== Compiti dell'esercizio ==
(1) Indica se ciascuna affermazione concorda con il testo sugli Angoli di Roma, rispondendo sì o no e citando alla lettera le parole decisive: (a) gli Angoli di Roma sono stati tratti dall'Atlante; (b) l'ottica storico-artistica parte dai paesaggi e scende al singolo oggetto; (c) Sacks fu allievo di Lurija.
(2) Nel testo sugli Angoli di Roma, che cosa viene detto dell'amore?
(3) Prosegui il testo sugli Angoli di Roma a partire dalla sua ultima frase.
*** Brano fornito ***
Eccoci dunque a questi Angoli di Roma, che rappresentano il contrario dell’Atlante, anche se da questo sono stati tratti, come fiori ed erbe da un ben più ricco prato. Quante essenze si tralasciano quando si coglie una margherita o un trifoglio? Eppure, solo scegliendo possiamo osservare alcune parti da vicino, in modo distinto e approfondito, come avviene in un erbario che permette di apprezzare le caratteristiche minime dei vegetali, disegnati nella loro freschezza e conservati essiccati.

È fatale questo elevarsi per vedere tutto planando e questo scendere poi in picchiata, come fa il rapace sul serpentello messo a fuoco a distanza e fulmineamente ghermito dagli artigli. È questo il dondolare, piacevole e tormentoso, fra le cose che formano la rete dell’esistenza e l’individuazione e la selezione di singoli nodi, che dobbiamo enucleare se vogliamo conoscerli da vicino. Restano il primo abisso, che separa un vasto paesaggio dal singolo monumento, e il secondo abisso, che separa il singolo monumento dalle infinite cose che lo compongono e arredano, le quali possono muoversi nel tempo come gli attori su una scena.

Partiamo dunque con incerta fiducia per queste isolette trascelte di Roma, staccate provvisoriamente dal continente cui appartengono, la cui geografia è nota. È un modo per avvicinarsi a parti quasi volendole toccare e vedere come al microscopio. Ma poi il lettore, passando dagli Angoli all’Atlante, potrebbe scegliersi egli stesso altri dettagli da ingrandire (con lente o espediente digitale), come si farebbe con un insetto da anatomizzare, imparando così anche lui sia a planare che a precipitarsi in uno zoom, a seconda delle curiosità. Perfino l’amore non è che l’ingrandimento di una singola persona.

Ma trarre particolari da una rete contestuale in cui possono essere poi facilmente reintegrati è diverso che pescare casi singoli da contesti ignoti o mal studiati; né è sufficiente rimedio ricorrere a serie tipologiche, eradicate anch’esse dalle matrici. Si tratta insomma, qui, di un’archeologia che parte dai paesaggi e scende al singolo oggetto mobile o a una particolare tipologia e non viceversa, come fa l’ottica storico-artistica, che pesca pesci ignorando il mare.

Si potrebbero immaginare paesaggi e monumenti di Roma come casi clinici dal forte carattere qualitativo, nel senso dato dalla introduzione di Oliver Sacks a Un mondo perduto e ritrovato del neuropsicologo russo Aleksandr Lurija2. Il libro di Lurija è tutto un anatomizzare e un ritrarre il suo paziente, come già aveva fatto Freud, dove la precisione della descrizione della sindrome si accompagna all’immedesimazione nella persona che la incarna, le quali conducono dritto alla narrazione, in una sorta di “romanzo neurologico”. Anche Sacks, allievo di Lurija, compie questo miracolo di fusione nei casi suoi che hanno avvinto il mondo.
*** Sezione dati ***
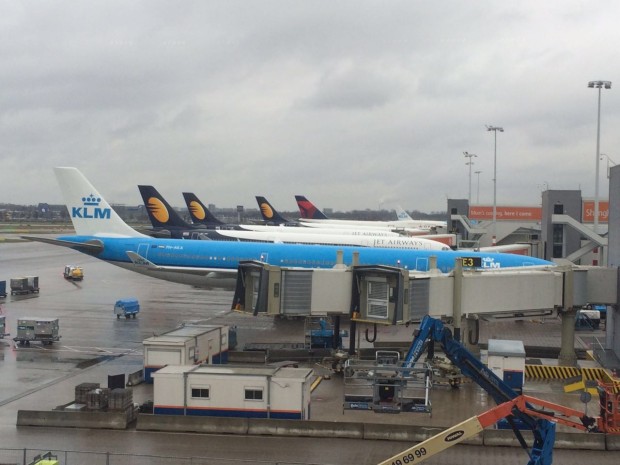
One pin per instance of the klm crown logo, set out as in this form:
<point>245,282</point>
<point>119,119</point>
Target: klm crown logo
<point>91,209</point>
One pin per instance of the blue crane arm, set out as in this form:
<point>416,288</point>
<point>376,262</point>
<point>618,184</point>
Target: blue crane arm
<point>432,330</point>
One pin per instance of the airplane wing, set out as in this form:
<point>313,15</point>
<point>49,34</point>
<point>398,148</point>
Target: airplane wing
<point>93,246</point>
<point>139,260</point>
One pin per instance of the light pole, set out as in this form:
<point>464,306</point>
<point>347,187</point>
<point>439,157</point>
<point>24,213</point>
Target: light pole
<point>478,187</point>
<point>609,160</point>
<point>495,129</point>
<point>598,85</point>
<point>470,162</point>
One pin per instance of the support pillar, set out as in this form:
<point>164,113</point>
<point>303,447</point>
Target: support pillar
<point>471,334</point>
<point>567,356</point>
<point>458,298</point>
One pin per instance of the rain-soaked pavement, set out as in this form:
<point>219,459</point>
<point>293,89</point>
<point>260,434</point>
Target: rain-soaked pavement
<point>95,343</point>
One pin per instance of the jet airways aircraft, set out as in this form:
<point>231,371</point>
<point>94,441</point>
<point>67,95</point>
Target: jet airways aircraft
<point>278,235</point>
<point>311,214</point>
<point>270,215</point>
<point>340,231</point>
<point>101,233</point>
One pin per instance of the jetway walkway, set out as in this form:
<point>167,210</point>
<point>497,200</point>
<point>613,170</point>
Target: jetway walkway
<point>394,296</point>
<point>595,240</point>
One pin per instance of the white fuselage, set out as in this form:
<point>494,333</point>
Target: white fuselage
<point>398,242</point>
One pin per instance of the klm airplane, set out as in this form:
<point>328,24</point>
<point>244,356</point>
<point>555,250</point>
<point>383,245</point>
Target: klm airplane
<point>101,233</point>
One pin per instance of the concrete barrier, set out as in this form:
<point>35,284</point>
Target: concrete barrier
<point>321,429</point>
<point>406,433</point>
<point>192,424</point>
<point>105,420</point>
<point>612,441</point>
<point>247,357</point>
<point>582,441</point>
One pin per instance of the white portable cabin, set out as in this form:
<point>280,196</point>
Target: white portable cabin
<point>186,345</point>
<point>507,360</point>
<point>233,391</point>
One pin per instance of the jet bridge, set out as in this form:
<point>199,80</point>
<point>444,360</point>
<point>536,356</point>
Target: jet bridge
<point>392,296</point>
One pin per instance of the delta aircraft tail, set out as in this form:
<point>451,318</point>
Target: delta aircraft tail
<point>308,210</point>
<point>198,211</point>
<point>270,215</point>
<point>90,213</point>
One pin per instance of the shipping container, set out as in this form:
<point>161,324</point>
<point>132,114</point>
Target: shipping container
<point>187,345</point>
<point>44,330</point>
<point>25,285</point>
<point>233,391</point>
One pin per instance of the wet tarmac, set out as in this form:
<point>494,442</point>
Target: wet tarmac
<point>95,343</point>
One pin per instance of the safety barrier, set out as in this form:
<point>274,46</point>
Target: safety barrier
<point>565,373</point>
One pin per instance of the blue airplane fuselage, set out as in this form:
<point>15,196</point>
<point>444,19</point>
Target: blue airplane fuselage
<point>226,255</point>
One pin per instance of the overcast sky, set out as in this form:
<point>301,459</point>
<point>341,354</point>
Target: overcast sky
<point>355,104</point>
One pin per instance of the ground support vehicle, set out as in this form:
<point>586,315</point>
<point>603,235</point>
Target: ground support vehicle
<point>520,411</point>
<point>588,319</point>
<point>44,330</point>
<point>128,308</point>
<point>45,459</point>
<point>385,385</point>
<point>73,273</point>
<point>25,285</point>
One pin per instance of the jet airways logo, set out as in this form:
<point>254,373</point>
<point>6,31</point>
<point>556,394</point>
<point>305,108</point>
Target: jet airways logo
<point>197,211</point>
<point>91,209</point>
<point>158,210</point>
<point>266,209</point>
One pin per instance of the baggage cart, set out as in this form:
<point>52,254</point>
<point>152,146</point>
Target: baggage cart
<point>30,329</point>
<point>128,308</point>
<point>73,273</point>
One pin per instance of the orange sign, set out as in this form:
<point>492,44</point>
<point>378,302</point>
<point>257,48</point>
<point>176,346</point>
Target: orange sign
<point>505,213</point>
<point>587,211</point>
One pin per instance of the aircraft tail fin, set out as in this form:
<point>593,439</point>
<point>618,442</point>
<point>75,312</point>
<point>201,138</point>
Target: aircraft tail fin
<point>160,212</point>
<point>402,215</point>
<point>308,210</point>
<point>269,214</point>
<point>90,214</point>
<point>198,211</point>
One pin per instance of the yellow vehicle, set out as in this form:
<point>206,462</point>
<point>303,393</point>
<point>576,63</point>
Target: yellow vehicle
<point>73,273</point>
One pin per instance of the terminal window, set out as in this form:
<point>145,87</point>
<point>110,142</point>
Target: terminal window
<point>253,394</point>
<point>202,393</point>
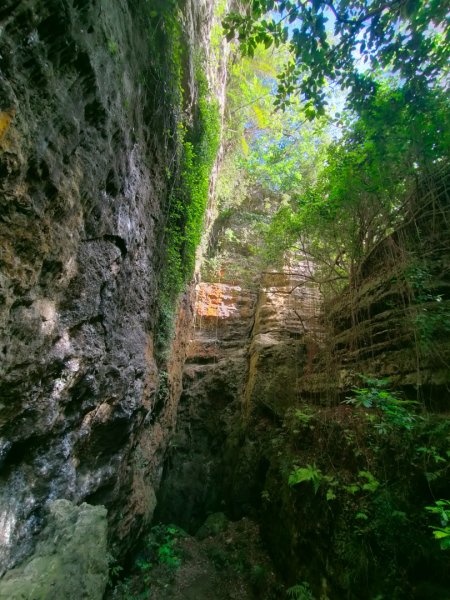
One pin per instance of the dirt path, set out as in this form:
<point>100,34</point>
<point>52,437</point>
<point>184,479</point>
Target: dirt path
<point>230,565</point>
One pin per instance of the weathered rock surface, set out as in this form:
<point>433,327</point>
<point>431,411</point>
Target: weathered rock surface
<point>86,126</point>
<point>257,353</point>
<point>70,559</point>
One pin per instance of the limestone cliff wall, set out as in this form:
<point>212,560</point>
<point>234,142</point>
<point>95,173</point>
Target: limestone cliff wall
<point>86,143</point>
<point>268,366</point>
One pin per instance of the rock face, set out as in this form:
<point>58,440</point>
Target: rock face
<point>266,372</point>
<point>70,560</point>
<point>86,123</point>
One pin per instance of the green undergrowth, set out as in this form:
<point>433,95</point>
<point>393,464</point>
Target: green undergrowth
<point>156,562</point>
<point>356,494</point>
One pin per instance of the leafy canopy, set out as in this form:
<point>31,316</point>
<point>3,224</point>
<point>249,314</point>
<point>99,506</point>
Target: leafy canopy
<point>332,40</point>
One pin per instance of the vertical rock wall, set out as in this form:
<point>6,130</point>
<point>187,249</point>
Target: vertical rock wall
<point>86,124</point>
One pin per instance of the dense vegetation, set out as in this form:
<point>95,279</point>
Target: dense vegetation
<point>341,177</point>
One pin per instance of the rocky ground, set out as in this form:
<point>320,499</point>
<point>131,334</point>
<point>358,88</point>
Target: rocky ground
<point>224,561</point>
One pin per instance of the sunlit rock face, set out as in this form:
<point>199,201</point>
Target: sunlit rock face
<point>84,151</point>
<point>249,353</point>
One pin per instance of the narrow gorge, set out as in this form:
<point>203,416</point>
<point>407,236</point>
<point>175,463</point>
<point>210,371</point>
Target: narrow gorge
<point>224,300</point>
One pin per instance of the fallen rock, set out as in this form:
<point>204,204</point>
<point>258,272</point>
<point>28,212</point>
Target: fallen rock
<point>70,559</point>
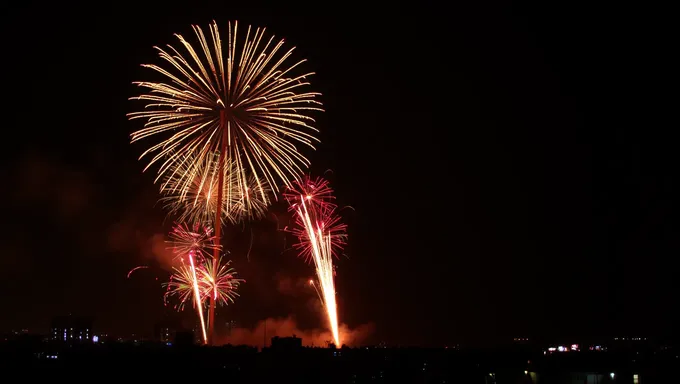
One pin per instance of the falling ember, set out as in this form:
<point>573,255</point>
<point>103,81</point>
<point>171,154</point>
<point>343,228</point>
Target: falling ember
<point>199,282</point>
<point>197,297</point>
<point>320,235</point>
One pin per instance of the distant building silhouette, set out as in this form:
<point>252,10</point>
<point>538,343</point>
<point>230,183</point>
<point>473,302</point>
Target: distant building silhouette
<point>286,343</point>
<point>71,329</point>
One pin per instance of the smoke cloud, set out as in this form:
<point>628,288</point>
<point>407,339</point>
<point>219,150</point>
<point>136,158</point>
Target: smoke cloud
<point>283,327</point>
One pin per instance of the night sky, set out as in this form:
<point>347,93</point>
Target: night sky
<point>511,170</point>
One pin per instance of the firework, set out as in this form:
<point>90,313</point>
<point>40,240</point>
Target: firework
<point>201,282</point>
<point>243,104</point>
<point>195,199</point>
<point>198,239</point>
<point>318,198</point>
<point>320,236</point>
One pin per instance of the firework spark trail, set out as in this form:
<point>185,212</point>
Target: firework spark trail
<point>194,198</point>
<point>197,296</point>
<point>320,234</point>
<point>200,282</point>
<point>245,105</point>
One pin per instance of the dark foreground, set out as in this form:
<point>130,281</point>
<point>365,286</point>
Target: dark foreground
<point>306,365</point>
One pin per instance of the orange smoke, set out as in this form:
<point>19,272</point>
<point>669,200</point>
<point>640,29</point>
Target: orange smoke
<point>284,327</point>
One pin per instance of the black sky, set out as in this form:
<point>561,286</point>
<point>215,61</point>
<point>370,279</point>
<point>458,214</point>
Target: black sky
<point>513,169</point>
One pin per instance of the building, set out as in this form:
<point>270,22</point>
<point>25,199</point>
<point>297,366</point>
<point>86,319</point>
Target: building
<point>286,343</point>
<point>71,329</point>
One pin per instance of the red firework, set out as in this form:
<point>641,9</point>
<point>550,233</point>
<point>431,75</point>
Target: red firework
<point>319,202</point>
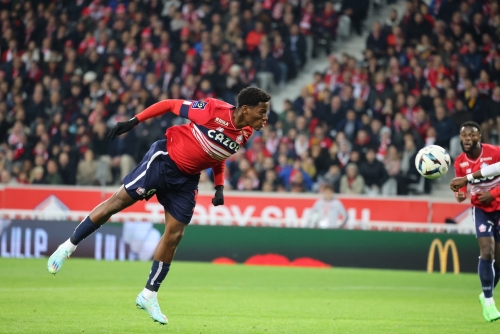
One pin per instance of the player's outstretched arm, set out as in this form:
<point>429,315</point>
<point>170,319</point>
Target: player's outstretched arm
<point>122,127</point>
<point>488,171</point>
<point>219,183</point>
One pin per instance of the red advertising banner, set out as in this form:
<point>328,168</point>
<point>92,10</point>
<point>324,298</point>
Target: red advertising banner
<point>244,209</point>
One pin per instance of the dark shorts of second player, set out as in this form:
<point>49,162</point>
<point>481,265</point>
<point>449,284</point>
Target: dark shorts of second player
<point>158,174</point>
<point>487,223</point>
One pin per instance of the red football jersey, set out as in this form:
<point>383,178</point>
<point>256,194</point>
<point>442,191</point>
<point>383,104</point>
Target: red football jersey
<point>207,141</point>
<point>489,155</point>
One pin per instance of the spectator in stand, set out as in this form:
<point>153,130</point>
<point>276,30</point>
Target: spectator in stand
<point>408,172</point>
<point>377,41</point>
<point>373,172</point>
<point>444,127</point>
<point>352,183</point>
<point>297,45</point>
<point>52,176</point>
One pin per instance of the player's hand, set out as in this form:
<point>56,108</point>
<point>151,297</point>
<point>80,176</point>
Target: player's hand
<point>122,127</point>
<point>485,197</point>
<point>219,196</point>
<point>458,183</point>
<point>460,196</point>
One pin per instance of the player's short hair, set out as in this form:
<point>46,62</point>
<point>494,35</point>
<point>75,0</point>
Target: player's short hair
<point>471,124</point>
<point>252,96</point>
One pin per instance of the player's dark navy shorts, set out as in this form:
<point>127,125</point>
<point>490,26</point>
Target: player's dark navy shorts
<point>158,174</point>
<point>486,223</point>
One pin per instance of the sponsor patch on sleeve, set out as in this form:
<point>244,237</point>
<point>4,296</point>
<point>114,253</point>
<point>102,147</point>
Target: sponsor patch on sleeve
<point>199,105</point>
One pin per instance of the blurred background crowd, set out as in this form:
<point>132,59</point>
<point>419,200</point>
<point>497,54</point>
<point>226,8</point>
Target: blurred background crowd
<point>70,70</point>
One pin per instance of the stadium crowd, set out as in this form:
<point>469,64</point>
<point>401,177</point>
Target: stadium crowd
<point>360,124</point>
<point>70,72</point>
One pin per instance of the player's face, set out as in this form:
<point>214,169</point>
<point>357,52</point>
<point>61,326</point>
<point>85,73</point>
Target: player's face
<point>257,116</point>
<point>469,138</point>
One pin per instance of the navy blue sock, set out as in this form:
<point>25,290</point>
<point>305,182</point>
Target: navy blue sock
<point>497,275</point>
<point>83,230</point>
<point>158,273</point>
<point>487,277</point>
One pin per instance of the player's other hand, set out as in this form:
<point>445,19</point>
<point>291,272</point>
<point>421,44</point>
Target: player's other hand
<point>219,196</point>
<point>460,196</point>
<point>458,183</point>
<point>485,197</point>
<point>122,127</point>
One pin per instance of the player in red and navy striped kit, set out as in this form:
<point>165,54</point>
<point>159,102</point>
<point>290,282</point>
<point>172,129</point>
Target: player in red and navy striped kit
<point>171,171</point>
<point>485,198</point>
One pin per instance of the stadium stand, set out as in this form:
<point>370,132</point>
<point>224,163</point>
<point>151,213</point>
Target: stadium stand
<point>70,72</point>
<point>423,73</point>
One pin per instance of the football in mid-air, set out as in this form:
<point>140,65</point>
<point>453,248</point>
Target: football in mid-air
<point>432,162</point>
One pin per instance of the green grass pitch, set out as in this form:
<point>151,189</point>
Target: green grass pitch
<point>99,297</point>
***
== Risposte per compito ==
(1)
(a) Sì: "anche se da questo sono stati tratti"
(b) No: "un’archeologia che parte dai paesaggi e scende al singolo oggetto mobile o a una particolare tipologia e non viceversa, come fa l’ottica storico-artistica"
(c) Sì: "Anche Sacks, allievo di Lurija"

(2) Che non è che l'ingrandimento di una singola persona.

(3)
Lurija racconta di Lev A. Zaseckij, tenente dell’Armata rossa, che nel 1943, all’età di 23 anni, è stato colpito da un proiettile tedesco nella zona occipito-parietale sinistra del cervello. Da allora Zaseckij è stato affetto da caos visivo, non riusciva a immaginare il lato destro del proprio corpo e la memoria era devastata da una frammentazione caotica. Lurija ha assistito Lev per 26 anni.

I lobi frontali del cervello erano intatti, quindi era consapevole del suo stato, ma doveva riordinare e ricostruire il racconto della propria vita, elaborando dai frammenti un insieme che avesse un senso. Il ricordo è sempre un qualcosa di attivo, la costruzione creativa di una esistenza (la memoria, forse, non è che la riparazione a un danno del tempo). Il Lev di prima era distrutto, ma quello dell’amnesia e dell’afasia – all’inizio quasi totali – aveva ritrovato sé medesimo. Avrebbe potuto lasciarsi andare e perdersi per sempre, ma dalla lotta impari Lev è uscito vincitore.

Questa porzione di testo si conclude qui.